Exercise goal: I need all the entries repeated exactly as written.

Records from a data collection:

#####

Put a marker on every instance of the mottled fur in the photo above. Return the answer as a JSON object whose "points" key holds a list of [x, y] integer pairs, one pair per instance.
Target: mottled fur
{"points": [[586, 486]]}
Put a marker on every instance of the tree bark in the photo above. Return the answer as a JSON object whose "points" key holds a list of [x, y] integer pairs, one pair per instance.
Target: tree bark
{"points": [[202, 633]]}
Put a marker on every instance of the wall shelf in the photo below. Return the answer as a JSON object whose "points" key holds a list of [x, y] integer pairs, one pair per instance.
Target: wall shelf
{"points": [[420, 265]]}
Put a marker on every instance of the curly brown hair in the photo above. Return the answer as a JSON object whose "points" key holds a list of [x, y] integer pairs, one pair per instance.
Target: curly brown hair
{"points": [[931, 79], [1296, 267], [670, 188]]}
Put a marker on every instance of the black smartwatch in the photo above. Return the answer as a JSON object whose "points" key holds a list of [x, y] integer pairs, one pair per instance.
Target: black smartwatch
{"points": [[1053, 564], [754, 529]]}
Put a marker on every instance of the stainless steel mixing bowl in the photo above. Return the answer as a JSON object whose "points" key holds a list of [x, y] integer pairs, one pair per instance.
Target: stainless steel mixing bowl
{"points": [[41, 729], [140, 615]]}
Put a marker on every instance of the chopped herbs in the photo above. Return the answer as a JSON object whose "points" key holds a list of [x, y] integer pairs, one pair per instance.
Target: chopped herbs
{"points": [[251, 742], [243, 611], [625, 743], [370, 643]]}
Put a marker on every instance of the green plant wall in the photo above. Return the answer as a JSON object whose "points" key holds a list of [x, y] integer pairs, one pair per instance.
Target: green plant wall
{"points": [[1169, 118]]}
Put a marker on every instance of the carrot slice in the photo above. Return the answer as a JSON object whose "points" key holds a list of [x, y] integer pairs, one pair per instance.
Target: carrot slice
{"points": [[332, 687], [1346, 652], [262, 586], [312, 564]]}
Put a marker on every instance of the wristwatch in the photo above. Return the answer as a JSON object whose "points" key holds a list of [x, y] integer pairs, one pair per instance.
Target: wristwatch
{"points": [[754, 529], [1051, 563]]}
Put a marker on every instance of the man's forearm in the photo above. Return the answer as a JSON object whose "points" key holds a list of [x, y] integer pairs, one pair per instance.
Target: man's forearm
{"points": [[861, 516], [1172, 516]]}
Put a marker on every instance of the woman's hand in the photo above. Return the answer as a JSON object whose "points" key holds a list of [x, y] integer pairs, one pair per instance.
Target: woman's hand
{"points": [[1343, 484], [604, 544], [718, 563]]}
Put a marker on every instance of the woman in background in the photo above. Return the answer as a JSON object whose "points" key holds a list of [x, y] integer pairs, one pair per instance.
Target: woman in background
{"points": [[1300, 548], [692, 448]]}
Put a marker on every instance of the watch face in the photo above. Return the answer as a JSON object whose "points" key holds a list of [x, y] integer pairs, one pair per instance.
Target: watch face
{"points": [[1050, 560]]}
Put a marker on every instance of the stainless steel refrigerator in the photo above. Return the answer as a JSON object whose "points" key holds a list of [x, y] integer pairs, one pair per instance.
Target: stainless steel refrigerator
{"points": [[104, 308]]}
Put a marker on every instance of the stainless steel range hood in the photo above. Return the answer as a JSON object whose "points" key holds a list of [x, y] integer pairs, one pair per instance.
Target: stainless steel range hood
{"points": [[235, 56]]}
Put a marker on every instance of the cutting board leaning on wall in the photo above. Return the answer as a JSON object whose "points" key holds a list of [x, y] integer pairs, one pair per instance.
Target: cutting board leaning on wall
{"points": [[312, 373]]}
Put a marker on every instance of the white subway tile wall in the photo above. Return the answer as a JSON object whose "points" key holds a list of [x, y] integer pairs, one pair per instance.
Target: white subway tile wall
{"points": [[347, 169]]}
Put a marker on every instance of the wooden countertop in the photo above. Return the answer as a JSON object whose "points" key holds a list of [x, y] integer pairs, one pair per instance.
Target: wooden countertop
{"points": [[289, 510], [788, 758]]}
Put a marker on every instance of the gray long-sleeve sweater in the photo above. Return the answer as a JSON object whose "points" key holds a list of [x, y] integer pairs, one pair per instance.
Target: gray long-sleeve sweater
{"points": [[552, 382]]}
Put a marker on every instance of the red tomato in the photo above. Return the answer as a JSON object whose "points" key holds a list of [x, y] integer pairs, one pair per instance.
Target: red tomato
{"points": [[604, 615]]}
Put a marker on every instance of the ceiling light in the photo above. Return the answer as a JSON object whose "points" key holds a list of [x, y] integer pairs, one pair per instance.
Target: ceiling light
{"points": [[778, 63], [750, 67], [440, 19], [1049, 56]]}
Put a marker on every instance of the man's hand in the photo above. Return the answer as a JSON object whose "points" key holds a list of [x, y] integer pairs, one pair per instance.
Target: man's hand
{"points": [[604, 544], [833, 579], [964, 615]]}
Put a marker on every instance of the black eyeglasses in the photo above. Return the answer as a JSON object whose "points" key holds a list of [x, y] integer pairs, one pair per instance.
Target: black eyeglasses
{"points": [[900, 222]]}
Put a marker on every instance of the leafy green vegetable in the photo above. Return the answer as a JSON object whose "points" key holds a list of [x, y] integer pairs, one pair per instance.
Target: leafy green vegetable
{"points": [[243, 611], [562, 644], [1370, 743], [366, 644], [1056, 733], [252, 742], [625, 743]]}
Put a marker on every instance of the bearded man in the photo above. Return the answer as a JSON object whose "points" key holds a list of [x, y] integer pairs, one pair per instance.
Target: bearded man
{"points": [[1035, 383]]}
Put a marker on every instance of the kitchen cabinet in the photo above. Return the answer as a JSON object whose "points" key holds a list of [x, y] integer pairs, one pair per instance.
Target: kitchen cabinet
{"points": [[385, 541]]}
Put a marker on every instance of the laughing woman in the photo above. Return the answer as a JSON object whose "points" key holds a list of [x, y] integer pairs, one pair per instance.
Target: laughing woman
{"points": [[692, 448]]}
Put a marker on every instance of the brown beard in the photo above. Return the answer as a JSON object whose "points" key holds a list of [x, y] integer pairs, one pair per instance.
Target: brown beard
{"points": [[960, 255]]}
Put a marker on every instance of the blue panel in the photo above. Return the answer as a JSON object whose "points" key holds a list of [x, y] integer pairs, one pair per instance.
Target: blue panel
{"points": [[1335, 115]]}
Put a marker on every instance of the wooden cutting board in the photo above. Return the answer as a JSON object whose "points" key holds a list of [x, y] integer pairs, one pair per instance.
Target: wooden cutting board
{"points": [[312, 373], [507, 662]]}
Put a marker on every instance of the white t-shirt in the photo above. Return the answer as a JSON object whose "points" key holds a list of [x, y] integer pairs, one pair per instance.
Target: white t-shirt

#####

Task answer:
Put a marker on every instance of the mottled fur in the photo above. Return the answer as a JSON object whose "points" key holds a list of [x, y] integer pairs, one pair per instance.
Target: mottled fur
{"points": [[586, 486]]}
Put a marker on every instance of the tree bark in the photo above. Return the answer as a JSON object whose "points" key holds a list of [x, y] integer pairs, one pair per instance.
Target: tree bark
{"points": [[202, 633]]}
Put a marker on every instance of the wall shelf in the photo below. Return the answer as a JSON object whose "points" key holds a list of [x, y] integer pairs, one pair per instance.
Target: wall shelf
{"points": [[420, 265]]}
Put a marker on every instance of the curly brown hair in the photo above. Return the answer as a JSON object whose "points" key holds a list of [x, y] integer pairs, one pair per instance.
Target: curly brown hair
{"points": [[931, 79], [1296, 267], [670, 188]]}
Put a marker on every instance of the black smartwatch in the photo above. Return the answer as a JSON object whose "points" key holds a list of [x, y] integer pairs, one pair per instance.
Target: black smartwatch
{"points": [[1053, 564], [754, 529]]}
Put a marker on every instance of the stainless steel mixing bowl in the photo above. Return the answer as a JSON object whose "points" key holds a list of [x, y] integer pairs, one pair per instance.
Target: stainless steel mixing bowl
{"points": [[41, 729], [140, 615]]}
Put a marker on every instance of the chopped herbs in the photo above. Return the answer as a JSON object whose "points" key holds a list of [x, y] integer pairs, one pair per instance.
Target: chopped herbs
{"points": [[251, 742], [243, 611], [625, 743], [370, 643]]}
Put a marker on every instance of the green plant wall in the photo above. Return the answer as a JSON object whose "points" key holds a list of [x, y] integer pairs, one pair per instance.
Target: green plant wall
{"points": [[1169, 118]]}
Put a marker on every instance of the carrot slice in the photo above. Return the answer as a JSON object whose "points" key holds a list of [x, y] integer pairs, one pair per instance.
Target: carrot slice
{"points": [[332, 687], [1346, 652], [262, 586], [312, 564]]}
Put a marker on every instance of the wristwatch in the photo above. Return the answer as a JSON object whose "points" key holds a list of [x, y] integer pairs, one pair per instance.
Target: wristwatch
{"points": [[754, 529], [1051, 563]]}
Put a marker on every instance of the man's forearm in the photo above. Return the answer as a JSON object whose "points" key holds a list of [x, y] integer pairs, one pair per instance.
Target: man's forearm
{"points": [[861, 516], [1172, 516]]}
Put a marker on every instance of the woman's hand in the photo above. Return the answer as a JSON object whose "points" key holds a list of [x, y] integer pairs, one pair per instance.
Target: woman's hand
{"points": [[1343, 484], [604, 544], [718, 563]]}
Put a marker on every instance of the woman in background in the photo above. Return the answer as a JSON object whose "points" key holds a list of [x, y] integer pairs, one pair per instance.
Target: woman in background
{"points": [[1300, 548], [692, 448]]}
Put a marker on every instance of the watch face in the photo above. Return the answer as a JSON object whose "points" key holds a list of [x, y] integer pairs, one pair per instance.
Target: watch face
{"points": [[1050, 560]]}
Put a marker on every instance of the stainless steel refrigerator in the photo above. Return the answer as a JSON object whose "points" key holds a list of [x, y] integer pairs, one pair per instance.
Target: stainless steel refrigerator
{"points": [[104, 308]]}
Put a marker on every instance of the stainless steel range hood in the photo above. Return the answer as a JSON object whose "points" key holds a list of [x, y] integer pairs, one pair per instance.
Target: stainless steel range hood
{"points": [[235, 56]]}
Put a marker on every instance of the cutting board leaning on wall in the photo above. Return the answer as a JSON object whose "points" key holds a list of [x, y] integer pairs, one pair per instance.
Target: cutting board leaning on wall
{"points": [[312, 373]]}
Put a marker on every instance of the white subway tile wall in the photo above. Return the answer as a JSON object whose "points" key holds a list of [x, y] integer pairs, one pair per instance.
Target: white subway tile wall
{"points": [[347, 169]]}
Put a marker on every instance of the wooden countertop in the photo above. Return the answer as a JSON object whose "points" key holds a list of [x, y] integer pairs, one pair per instance.
Target: wooden countertop
{"points": [[289, 510], [788, 758]]}
Put a marker on every instance of the gray long-sleeve sweater in the photo above. Return the answer as a JSON object whose "points" key holds a list of [x, y] integer pairs, one pair per instance.
Target: gray long-sleeve sweater
{"points": [[552, 382]]}
Put a marker on every instance of the red tomato in the photo above. Return the answer as a JSON object whose "points" key holds a list of [x, y] integer pairs, one pair per instance.
Target: red tomato
{"points": [[604, 615]]}
Put a marker on every instance of the ceiling light in the photo above. Return the answer as a JSON object whose "points" key holds a list of [x, y] integer pairs, one pair per instance.
Target: ceiling light
{"points": [[778, 63], [750, 67], [440, 19], [1049, 56]]}
Put a marker on every instance of the man's hand in the photo above. Return the answer as a JSON object whose "points" key holds a list of [x, y] integer pairs, one pair per instance.
Target: man's hand
{"points": [[604, 544], [833, 579], [964, 615]]}
Put a marker on every instance of the black eyeglasses in the photo above. Return the answer as a JSON object whose "points" key holds a list of [x, y] integer pairs, one pair per instance.
Target: black eyeglasses
{"points": [[900, 222]]}
Put a marker on every instance of the leafy green vegetable in the photo above. Return the answer as a JSON object whose "points" key holds a list of [x, y] integer pairs, one pair per instance.
Target: leafy green vegetable
{"points": [[243, 611], [562, 644], [1370, 743], [366, 644], [1056, 733], [252, 742], [625, 743]]}
Put a marker on every instance of the bearded man in the photo above. Return the answer as a JSON object whose "points" key holds a list of [x, y] integer pairs, one pair per instance.
Target: bearded man
{"points": [[1035, 383]]}
Put a marker on every instance of the kitchen cabinet in the photo above. Return the answer as a JSON object whose "points" key holds a list of [x, y] integer pairs, one pair per instance.
Target: kitchen cabinet
{"points": [[385, 541]]}
Put a marker on every instance of the laughing woman in the photo above. Return the answer as a JSON object whose "points" key holds a list of [x, y] integer pairs, one pair per instance.
Target: laughing woman
{"points": [[692, 448]]}
Put a marker on every instance of the brown beard in the photo above. Return the answer as a JSON object whose "points" key holds a list of [x, y] integer pairs, one pair per instance.
Target: brown beard
{"points": [[960, 255]]}
Put a marker on every instance of the blue panel in the photo above. Return the answer as a JSON object whose "points" key holds a list of [x, y] integer pairs, one pair per instance.
Target: blue panel
{"points": [[1335, 115]]}
Put a marker on every instance of the wooden cutting board in the photo above. Return the answer as a JSON object whose "points" key holds a list of [x, y] integer pairs, one pair per instance.
Target: wooden cutting board
{"points": [[312, 373], [507, 662]]}
Put a marker on every instance of the white t-shirt in the photo above. Return the answer as a JSON object whose "points" key holds a list of [x, y] integer pairs, one pair per instance.
Target: white t-shirt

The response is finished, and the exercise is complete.